### TASK PROMPT:
Please return the listing below word for word, minus its pictures.

### RECORDS TO PROCESS:
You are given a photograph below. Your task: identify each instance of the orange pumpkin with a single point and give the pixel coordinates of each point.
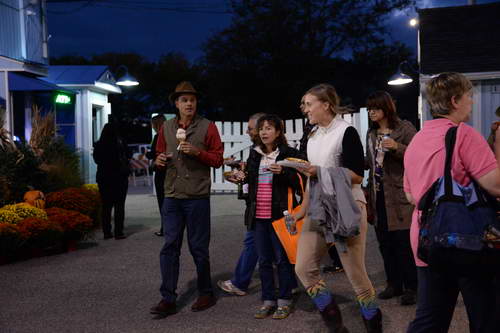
(35, 198)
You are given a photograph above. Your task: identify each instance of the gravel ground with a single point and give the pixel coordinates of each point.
(109, 286)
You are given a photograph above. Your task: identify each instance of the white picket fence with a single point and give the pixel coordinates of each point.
(237, 143)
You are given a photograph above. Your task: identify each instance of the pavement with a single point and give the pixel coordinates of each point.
(109, 285)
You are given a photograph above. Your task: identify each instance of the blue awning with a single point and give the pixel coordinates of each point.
(19, 82)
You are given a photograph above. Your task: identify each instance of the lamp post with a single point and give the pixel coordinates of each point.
(126, 80)
(400, 77)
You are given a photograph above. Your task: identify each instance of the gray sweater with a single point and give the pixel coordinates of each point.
(332, 205)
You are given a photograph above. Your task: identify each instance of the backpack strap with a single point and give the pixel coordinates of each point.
(450, 139)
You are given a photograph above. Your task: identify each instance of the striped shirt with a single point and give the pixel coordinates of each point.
(265, 184)
(264, 193)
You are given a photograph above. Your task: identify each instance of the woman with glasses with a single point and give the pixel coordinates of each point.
(386, 143)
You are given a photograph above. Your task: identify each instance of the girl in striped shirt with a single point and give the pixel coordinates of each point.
(268, 185)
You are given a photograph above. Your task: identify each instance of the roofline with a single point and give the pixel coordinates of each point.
(99, 86)
(475, 76)
(434, 9)
(27, 66)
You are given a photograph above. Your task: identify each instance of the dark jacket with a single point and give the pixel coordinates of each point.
(399, 210)
(288, 178)
(187, 177)
(112, 159)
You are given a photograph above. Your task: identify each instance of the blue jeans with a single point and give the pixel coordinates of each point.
(178, 214)
(270, 250)
(246, 264)
(437, 298)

### FINAL ANSWER:
You are given a photograph below. Your task: identify each instance of the orange pumpkin with a single point and give the pixel coordinates of each point.
(35, 198)
You are given a photograph above. Your task: identify each instance of the gravel ground with a single point and give the pixel coordinates of each point.
(109, 286)
You are given a photograph above. Your task: identify each instance of the white picket fence with a single point and give the pixel coordinates of each point.
(237, 143)
You are given a photograph above. Your task: identify each instance of the pavement with a single point and give the pixel coordinates of each point.
(109, 285)
You are given a photograph above. Your task: identify each instance of the blue awning with a single point and give the pixel coordinates of each point.
(19, 82)
You are given a photograph above. Your task: identify each instance of the lamp post with a single point and give the pixel coordinates of each point.
(126, 80)
(400, 77)
You are given a photograph above. Your task: identify each instance of the gray sweater with a single point and give the pixel coordinates of each point.
(332, 205)
You are given a photograph above. Your task: identify each instance of the backpack strap with a single point and give the pixel coordinates of each point.
(450, 139)
You are given a photograph above. Your task: identify each instance of the striped shirt with a single point and give the pixel coordinates of each point.
(265, 184)
(264, 193)
You are given a photograph above. Your task: identify each instance of the woman with glasses with a single point and give the pixel coordinates of each point.
(386, 143)
You are given a photograph above. Your task: identify each instance of the girl in striped shirt with a single point and give the pixel coordinates of each point.
(268, 185)
You are given a photograph above. Your task: identify each instance of the roofline with a single point and give the pixel coordinates of each point.
(99, 86)
(475, 76)
(434, 9)
(27, 66)
You are given a photograph above. Your task: identify each instance of the dark jacket with a single point and give the pixel coordinates of each point.
(399, 210)
(288, 178)
(187, 177)
(112, 159)
You are given a photograph above. Your task: identify each instance of the blue jeans with a single point and give the pixel coordinates of each point.
(178, 214)
(270, 250)
(246, 264)
(437, 298)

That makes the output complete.